-------- Textauszug --------

Die Tagebücher Paul Mühsams besitzen keinen betont politischen Charakter, das
zeitgeschichtliche Kolorit wird erhellt von Beobachtungen, Fragen und Antworten
zur europäischen Geistesgeschichte. Von den berühmteren Zeitgenossen, mit denen
sich der Verfasser befasst und denen er z.T. persönlich begegnet ist, seien
hier nur erwähnt: Else Lasker-Schüler, Max Brod, Hermann Stehr,
Thomas Mann, Gerhart Hauptmann, David Ben-Gurion, Martin Buber und Albert Einstein. Lebendig
spiegelt das Tagebuch die Görlitzer Jahre (1905-1933) Mühsams:
die Familie, die Freunde und zugleich das Kultur- und Geistesleben der Stadt
Jakob Böhmes, mit dem er sich "tief
verwandt" fühlt. Diese Jahre sind überhaupt die fruchtbarsten für Paul Mühsams dichterisches Schaffen. Außerdem tritt er als
Übersetzer hervor. "Am 16. Oktober 1930 las ich abends in einer
gemeinsamen Veranstaltung der Literarischen Gesellschaft und der Gesellschaft
für antike Kultur meine Übersetzung von Platons Apologie vor einem begeisterten
Publikum. Etwa zweihundert Zuhörer." Erschütternd dann die Eintragung vom
22. März 1933: "Verhaftet... Zug im Gänsemarsch, jeder zwischen zwei
bewaffneten SA-Leuten, durch die Stadt... Nachts Nervenschock." Und am 5.

-------- Auflistung --------

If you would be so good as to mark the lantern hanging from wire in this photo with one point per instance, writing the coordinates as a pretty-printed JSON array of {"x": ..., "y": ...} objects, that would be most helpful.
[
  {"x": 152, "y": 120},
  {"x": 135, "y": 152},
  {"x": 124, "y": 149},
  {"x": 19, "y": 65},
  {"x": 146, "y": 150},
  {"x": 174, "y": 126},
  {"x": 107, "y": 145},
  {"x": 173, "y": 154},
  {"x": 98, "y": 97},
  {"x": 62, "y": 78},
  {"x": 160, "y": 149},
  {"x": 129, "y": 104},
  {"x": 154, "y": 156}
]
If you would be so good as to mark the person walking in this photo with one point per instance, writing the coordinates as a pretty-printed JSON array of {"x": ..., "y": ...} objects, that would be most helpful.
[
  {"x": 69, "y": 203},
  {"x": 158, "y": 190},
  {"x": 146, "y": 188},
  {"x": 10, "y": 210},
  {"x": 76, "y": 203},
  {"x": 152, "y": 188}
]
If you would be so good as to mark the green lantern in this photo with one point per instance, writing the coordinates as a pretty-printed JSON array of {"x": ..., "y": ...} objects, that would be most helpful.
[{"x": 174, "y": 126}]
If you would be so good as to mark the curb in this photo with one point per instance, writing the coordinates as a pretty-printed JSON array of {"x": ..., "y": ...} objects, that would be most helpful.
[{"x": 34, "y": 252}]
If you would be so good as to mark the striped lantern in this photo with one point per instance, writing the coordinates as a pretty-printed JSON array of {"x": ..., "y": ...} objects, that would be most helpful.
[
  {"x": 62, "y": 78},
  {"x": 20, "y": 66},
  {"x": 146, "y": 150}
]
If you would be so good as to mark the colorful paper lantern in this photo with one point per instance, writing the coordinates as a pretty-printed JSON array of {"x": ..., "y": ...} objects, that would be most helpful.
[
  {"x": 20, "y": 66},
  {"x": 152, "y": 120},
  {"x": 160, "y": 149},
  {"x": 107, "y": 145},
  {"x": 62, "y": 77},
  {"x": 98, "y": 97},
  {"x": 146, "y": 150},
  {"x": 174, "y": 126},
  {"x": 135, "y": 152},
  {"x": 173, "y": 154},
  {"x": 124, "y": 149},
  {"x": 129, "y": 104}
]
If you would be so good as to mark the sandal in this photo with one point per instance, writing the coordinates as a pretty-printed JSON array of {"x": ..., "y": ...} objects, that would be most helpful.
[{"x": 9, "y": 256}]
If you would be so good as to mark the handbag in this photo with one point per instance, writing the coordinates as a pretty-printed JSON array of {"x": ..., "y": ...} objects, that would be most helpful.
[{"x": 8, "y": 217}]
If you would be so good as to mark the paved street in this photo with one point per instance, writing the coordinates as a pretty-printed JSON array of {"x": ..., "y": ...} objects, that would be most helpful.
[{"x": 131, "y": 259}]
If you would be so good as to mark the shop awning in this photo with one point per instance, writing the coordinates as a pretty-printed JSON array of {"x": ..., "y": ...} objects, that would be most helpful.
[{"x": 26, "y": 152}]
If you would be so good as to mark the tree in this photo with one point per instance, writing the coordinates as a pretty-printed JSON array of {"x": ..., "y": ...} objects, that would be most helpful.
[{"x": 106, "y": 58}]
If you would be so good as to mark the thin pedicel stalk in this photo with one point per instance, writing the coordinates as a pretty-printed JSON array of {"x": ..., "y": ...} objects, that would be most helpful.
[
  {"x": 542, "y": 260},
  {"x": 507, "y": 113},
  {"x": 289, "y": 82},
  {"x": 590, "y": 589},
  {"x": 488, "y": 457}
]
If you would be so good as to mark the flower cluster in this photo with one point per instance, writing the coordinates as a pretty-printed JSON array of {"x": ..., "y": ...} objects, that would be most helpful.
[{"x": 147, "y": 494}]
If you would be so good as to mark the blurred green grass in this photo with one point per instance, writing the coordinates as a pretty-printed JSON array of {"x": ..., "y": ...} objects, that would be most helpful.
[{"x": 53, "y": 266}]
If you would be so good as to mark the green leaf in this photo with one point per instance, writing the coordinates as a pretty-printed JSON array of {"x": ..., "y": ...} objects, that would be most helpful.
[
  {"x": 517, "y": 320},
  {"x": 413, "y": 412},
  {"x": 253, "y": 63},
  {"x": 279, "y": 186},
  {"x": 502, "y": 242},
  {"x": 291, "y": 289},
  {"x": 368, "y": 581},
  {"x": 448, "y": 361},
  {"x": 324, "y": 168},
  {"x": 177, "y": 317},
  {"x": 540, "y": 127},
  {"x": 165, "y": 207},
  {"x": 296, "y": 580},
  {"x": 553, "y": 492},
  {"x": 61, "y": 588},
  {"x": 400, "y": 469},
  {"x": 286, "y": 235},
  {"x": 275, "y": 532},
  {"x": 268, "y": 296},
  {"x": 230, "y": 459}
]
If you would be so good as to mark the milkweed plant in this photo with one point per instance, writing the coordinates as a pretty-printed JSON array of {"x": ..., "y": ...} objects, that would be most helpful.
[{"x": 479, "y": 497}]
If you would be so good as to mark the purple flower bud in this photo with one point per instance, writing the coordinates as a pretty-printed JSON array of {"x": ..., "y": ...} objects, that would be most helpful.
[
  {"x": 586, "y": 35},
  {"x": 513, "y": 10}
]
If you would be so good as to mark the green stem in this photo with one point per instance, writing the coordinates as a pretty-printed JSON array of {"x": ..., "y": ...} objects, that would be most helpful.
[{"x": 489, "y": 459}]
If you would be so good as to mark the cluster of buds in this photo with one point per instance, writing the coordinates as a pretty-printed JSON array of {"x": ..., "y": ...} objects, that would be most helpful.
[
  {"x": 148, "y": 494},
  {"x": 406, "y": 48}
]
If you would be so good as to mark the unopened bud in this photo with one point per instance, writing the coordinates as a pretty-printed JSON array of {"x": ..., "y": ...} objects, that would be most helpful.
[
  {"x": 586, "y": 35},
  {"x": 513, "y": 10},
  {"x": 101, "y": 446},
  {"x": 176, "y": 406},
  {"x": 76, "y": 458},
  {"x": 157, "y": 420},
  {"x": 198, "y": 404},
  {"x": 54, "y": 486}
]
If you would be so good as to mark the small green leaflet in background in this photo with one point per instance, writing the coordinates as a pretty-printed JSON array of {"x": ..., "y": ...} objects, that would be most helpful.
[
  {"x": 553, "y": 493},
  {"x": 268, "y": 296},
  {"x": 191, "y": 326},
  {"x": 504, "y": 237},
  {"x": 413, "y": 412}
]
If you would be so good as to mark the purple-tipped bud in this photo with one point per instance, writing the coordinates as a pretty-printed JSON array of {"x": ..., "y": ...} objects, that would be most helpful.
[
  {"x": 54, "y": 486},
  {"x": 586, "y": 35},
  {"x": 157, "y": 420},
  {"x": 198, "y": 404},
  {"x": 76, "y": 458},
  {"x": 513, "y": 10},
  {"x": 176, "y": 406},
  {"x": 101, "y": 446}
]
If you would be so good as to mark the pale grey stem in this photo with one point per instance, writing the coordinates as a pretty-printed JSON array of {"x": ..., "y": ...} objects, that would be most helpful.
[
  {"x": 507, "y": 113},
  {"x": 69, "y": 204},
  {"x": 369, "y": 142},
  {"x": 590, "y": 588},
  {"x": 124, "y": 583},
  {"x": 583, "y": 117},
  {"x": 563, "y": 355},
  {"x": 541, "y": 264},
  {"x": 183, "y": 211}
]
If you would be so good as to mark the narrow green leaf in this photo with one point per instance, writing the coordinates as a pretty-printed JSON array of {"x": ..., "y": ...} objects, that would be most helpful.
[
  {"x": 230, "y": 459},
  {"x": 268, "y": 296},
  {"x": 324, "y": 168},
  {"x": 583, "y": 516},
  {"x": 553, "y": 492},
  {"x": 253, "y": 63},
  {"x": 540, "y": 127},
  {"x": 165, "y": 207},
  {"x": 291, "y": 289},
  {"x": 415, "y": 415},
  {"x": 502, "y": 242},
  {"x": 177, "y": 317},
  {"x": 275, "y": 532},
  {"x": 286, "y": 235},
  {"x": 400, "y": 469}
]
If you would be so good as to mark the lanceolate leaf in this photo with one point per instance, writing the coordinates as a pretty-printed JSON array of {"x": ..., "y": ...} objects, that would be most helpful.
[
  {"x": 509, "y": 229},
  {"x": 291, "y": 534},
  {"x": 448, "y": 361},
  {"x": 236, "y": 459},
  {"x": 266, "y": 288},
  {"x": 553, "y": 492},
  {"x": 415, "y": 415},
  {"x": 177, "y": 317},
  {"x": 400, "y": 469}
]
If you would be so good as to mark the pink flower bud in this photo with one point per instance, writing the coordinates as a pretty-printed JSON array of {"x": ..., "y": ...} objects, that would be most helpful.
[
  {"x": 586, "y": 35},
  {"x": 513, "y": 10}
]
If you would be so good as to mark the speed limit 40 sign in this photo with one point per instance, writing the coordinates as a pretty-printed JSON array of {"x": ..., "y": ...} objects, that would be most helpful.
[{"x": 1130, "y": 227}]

--------
-------- Auflistung --------

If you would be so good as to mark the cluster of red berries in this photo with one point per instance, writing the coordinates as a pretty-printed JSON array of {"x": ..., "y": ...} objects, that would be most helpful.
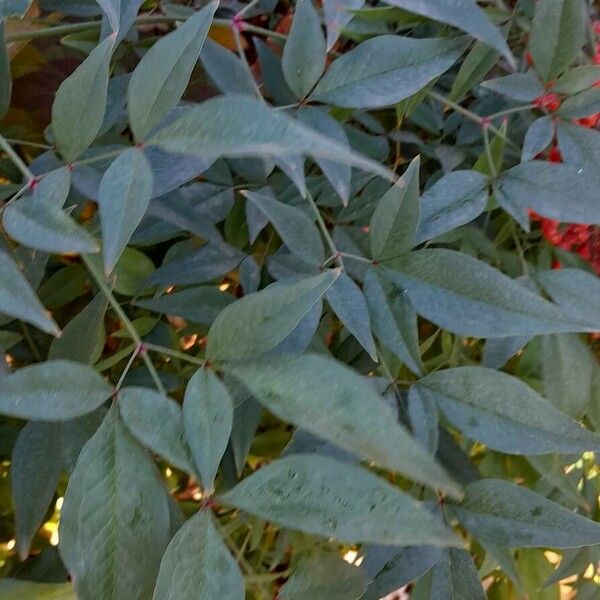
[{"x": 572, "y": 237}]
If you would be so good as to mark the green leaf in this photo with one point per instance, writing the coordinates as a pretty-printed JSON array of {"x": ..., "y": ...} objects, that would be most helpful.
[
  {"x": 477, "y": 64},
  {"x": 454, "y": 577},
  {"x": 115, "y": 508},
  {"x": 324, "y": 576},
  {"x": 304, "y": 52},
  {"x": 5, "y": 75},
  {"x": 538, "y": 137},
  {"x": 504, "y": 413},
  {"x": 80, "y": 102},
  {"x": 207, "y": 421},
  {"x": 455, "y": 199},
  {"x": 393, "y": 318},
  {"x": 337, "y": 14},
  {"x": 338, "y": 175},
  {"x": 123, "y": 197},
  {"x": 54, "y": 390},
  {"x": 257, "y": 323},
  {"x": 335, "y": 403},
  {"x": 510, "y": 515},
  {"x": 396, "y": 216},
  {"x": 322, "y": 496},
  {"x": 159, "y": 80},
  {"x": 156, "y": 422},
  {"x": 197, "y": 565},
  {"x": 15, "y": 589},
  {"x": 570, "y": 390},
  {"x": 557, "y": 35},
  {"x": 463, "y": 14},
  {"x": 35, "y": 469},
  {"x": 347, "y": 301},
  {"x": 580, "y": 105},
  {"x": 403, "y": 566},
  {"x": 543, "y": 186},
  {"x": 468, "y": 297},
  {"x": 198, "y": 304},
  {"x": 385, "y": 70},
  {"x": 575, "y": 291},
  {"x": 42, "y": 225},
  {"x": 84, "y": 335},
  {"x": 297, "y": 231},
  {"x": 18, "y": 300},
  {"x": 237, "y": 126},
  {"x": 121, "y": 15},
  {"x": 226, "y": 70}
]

--------

Aufgaben -
**1)** Passen die folgenden Aussagen zum Text über Paul Mühsams Tagebücher? Antworte jeweils mit Ja oder Nein und zitiere die Worte aus dem Text, die den Ausschlag geben.
(a) Die Tagebücher haben einen betont politischen Charakter.
(b) Zur Lesung am 16. Oktober 1930 kamen etwa zweihundert Zuhörer.
(c) Die Görlitzer Jahre waren für Mühsams dichterisches Schaffen die fruchtbarsten.
**2)** Setze den Text über Paul Mühsams Tagebücher dort fort, wo er aufhört.

Lösungen -
**1)**
(a) Nein: „Die Tagebücher Paul Mühsams besitzen keinen betont politischen Charakter“
(b) Ja: „Etwa zweihundert Zuhörer.“
(c) Ja: „Diese Jahre sind überhaupt die fruchtbarsten für Paul Mühsams dichterisches Schaffen.“

**2)**
Mai 1933: "Der jüdische Friedhof in Zittau zerstört, auch die Grabdenkmäler
meiner guten Eltern umgestürzt." - Es folgte kurz entschlossen, aber noch
rechtzeitig, die Emigration nach Palästina. Doch der Neubeginn dort war anfangs
enttäuschend: "... Die Tage verlaufen einförmig und trostlos..., wehmütig
von Erinnerung zehrend." Aber Paul Mühsam richtet sich auf in der
"unerschütterlichen Gewissheit", Geborgenheit zu finden in der
"absoluten Weisheit und Vollkommenheit des einen Seienden", vertrauen
zu dürfen, "dass auch nach dem Tode so mit uns verfahren wird, wie es sein
muss" (S. 232).
Man wird nicht immer mit den
Gedanken Paul Mühsams übereinstimmen, seiner Deutung
der christlichen Religion zum Beispiel wird mancher widersprechen, aber der
Leser wird in jedem Falle zum Nachdenken angeregt, wenn nicht gar
herausgefordert. Man muss sich seiner Argumentation unwillkürlich stellen. Und
schließlich sind diese "Tagebücher" Aufzeichnungen eines Geistigen,
der keine "Probleme" anheuert, sondern die augenfälligen einer Lösung
zuführt.
Hans Tesch (KK)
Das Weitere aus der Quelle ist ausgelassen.